**Labeled-object pointing entries**:
══════════════════════════════

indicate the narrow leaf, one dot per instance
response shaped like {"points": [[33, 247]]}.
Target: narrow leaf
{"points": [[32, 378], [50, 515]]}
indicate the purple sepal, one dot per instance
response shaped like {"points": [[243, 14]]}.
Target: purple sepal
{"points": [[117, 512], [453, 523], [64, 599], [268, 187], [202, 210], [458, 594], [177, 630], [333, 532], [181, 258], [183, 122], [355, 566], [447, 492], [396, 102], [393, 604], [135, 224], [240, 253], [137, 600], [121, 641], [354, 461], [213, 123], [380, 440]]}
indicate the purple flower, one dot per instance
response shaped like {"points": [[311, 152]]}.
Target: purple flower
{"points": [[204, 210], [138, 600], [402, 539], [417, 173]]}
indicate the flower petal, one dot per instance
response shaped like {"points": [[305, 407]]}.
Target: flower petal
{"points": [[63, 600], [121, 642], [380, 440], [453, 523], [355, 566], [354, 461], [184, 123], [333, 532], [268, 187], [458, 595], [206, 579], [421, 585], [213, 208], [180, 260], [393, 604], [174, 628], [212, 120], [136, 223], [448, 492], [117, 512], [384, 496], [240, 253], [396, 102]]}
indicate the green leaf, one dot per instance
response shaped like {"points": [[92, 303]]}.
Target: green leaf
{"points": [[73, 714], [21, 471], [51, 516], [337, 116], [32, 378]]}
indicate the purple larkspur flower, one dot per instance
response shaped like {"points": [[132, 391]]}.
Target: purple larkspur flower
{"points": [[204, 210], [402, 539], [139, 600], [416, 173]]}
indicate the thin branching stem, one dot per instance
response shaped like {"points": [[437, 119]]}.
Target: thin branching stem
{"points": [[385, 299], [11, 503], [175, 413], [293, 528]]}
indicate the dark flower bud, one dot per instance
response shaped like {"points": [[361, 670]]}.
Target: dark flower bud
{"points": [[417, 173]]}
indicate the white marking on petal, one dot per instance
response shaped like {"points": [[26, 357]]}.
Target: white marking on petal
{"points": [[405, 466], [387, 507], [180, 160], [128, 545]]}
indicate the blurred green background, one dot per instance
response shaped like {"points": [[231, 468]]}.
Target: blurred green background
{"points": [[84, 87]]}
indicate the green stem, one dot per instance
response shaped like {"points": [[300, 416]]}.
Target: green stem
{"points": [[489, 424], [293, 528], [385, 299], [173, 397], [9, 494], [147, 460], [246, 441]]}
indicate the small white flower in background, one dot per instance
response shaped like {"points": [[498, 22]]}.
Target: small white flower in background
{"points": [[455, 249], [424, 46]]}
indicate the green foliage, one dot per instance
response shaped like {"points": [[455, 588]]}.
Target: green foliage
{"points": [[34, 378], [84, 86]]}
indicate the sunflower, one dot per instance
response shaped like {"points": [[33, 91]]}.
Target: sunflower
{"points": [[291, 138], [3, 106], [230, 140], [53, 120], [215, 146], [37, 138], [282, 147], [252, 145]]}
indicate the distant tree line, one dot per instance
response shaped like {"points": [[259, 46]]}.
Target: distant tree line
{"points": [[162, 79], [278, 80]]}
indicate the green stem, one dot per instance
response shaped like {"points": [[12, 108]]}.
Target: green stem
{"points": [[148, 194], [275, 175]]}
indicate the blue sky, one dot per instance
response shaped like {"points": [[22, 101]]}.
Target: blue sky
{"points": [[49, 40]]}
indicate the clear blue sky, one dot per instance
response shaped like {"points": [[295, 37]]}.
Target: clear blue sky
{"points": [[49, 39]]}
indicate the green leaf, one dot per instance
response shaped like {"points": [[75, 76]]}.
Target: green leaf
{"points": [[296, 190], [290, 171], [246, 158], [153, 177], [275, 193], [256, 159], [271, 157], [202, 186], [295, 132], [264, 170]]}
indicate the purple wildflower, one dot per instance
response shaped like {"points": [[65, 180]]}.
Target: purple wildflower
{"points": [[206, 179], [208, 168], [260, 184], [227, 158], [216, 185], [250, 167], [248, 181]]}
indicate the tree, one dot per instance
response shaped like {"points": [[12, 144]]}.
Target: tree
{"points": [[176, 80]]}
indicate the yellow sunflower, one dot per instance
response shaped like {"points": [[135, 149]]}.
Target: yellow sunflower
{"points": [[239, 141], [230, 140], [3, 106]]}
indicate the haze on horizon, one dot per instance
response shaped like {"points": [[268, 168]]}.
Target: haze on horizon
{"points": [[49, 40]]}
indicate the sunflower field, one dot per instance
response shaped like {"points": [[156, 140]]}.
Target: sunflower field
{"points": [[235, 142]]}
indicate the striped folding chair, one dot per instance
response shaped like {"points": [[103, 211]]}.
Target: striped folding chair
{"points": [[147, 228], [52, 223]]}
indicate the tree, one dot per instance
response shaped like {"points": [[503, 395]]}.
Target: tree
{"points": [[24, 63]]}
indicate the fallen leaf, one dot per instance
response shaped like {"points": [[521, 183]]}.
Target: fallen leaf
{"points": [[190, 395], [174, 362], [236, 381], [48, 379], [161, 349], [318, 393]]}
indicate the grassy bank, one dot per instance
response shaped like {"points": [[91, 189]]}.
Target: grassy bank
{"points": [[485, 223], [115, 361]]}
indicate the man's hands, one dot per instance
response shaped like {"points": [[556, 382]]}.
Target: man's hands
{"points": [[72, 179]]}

══════════════════════════════

**GOAL OF THE EXERCISE**: Copy the entries above exactly, leaving none out.

**FINISHED EXERCISE**:
indicate the narrow leaf, one dot per instance
response shaped like {"points": [[33, 247]]}.
Target: narrow leaf
{"points": [[32, 378], [50, 515]]}
indicate the purple sepal, one dot per instance
response shaped like {"points": [[243, 14]]}.
Target: purple sepal
{"points": [[117, 512], [453, 523], [64, 599], [268, 187], [202, 210], [458, 594], [177, 630], [333, 532], [181, 258], [183, 122], [355, 566], [447, 492], [396, 102], [393, 604], [135, 224], [240, 253], [137, 600], [121, 641], [354, 461], [213, 123], [380, 440]]}
indicate the purple flower, one dot per instance
response shaped like {"points": [[311, 152]]}.
Target: purple flower
{"points": [[204, 210], [138, 600], [402, 539], [417, 173]]}
indicate the flower petal, one dot per instance
response shaped like {"points": [[305, 407]]}.
Target: flower petal
{"points": [[63, 600], [121, 642], [380, 440], [453, 523], [355, 566], [354, 461], [184, 123], [333, 532], [268, 187], [458, 595], [206, 579], [421, 585], [213, 208], [180, 260], [393, 604], [174, 628], [212, 120], [136, 223], [448, 492], [117, 512], [384, 496], [240, 253], [396, 102]]}
indicate the green leaf, one dot per instance
response shaped like {"points": [[92, 303]]}.
Target: green leaf
{"points": [[73, 714], [21, 471], [51, 516], [337, 116], [32, 378]]}
indicate the purple larkspur flower, one dot per instance
response shaped like {"points": [[132, 391]]}.
Target: purple larkspur flower
{"points": [[204, 210], [402, 539], [139, 600], [416, 173]]}
indicate the thin branching stem, one dot per instance
response shaped like {"points": [[437, 119]]}.
Target: thin branching stem
{"points": [[385, 299], [11, 503], [175, 413], [293, 528]]}
indicate the dark flower bud, one dot per instance
response shaped like {"points": [[361, 670]]}.
Target: dark flower bud
{"points": [[417, 173]]}
indicate the white marking on petal, one dot per instance
response shaped like {"points": [[26, 357]]}.
Target: white marking on petal
{"points": [[405, 466], [387, 507], [180, 160], [128, 545]]}
indicate the blurred green background, one dot per instance
response shaped like {"points": [[231, 468]]}.
Target: blurred green background
{"points": [[84, 87]]}
indicate the green stem, one dot per instance
response shaped like {"points": [[300, 416]]}.
Target: green stem
{"points": [[489, 424], [293, 528], [385, 299], [173, 397], [9, 494], [147, 460], [246, 441]]}
indicate the small white flower in background, one dot per instance
response shaped like {"points": [[498, 22]]}.
Target: small white flower in background
{"points": [[455, 249], [424, 46]]}
indicate the green foliage, one dot per instance
response shaped like {"points": [[455, 588]]}.
Target: green foliage
{"points": [[34, 378], [84, 86]]}
indicate the sunflower, one dot per instance
response shaped like {"points": [[33, 91]]}.
Target: sunflower
{"points": [[291, 138], [3, 106], [230, 140], [53, 120], [215, 146], [37, 138], [282, 147], [252, 145]]}
indicate the distant tree line, one dot per instance
response shaped like {"points": [[259, 46]]}.
Target: distant tree line
{"points": [[162, 79], [278, 80]]}
indicate the green stem, one dot per instance
response shaped like {"points": [[12, 108]]}.
Target: green stem
{"points": [[148, 194], [275, 175]]}
indicate the blue sky, one dot per instance
response shaped like {"points": [[22, 101]]}.
Target: blue sky
{"points": [[49, 40]]}
indicate the clear blue sky, one dot per instance
response shaped like {"points": [[295, 37]]}.
Target: clear blue sky
{"points": [[49, 39]]}
indicate the green leaf, one dot per instance
response shaped like {"points": [[75, 76]]}.
Target: green leaf
{"points": [[296, 190], [290, 171], [246, 158], [153, 177], [275, 193], [256, 159], [271, 157], [202, 186], [295, 132], [264, 170]]}
indicate the purple wildflower, one dot per instance
response shaped like {"points": [[65, 180]]}.
Target: purple wildflower
{"points": [[206, 179], [208, 168], [260, 184], [227, 158], [216, 185], [250, 167], [248, 181]]}
indicate the tree, one dot per instance
response shaped like {"points": [[12, 144]]}.
Target: tree
{"points": [[176, 80]]}
indicate the yellow sunflower, one dot per instance
response shaped like {"points": [[135, 149]]}.
Target: yellow sunflower
{"points": [[239, 141], [230, 140], [3, 106]]}
indicate the haze on horizon, one dot per instance
response shaped like {"points": [[268, 168]]}.
Target: haze on horizon
{"points": [[49, 40]]}
indicate the sunflower field, one dot per instance
response shaped like {"points": [[156, 140]]}.
Target: sunflower field
{"points": [[235, 142]]}
indicate the striped folding chair, one dot per instance
response shaped like {"points": [[103, 211]]}.
Target: striped folding chair
{"points": [[147, 228], [52, 223]]}
indicate the tree, one dot per instance
response shaped like {"points": [[503, 395]]}.
Target: tree
{"points": [[24, 63]]}
indicate the fallen leaf, one dot per instance
response shaped like {"points": [[521, 183]]}.
Target: fallen leaf
{"points": [[190, 395], [174, 362], [236, 381], [48, 379], [161, 349], [318, 393]]}
indicate the grassy bank, one dot per instance
response shaped like {"points": [[91, 189]]}.
Target: grassy bank
{"points": [[485, 223], [115, 361]]}
indicate the man's hands, one dot per instance
response shaped like {"points": [[556, 382]]}.
Target: man's hands
{"points": [[72, 179]]}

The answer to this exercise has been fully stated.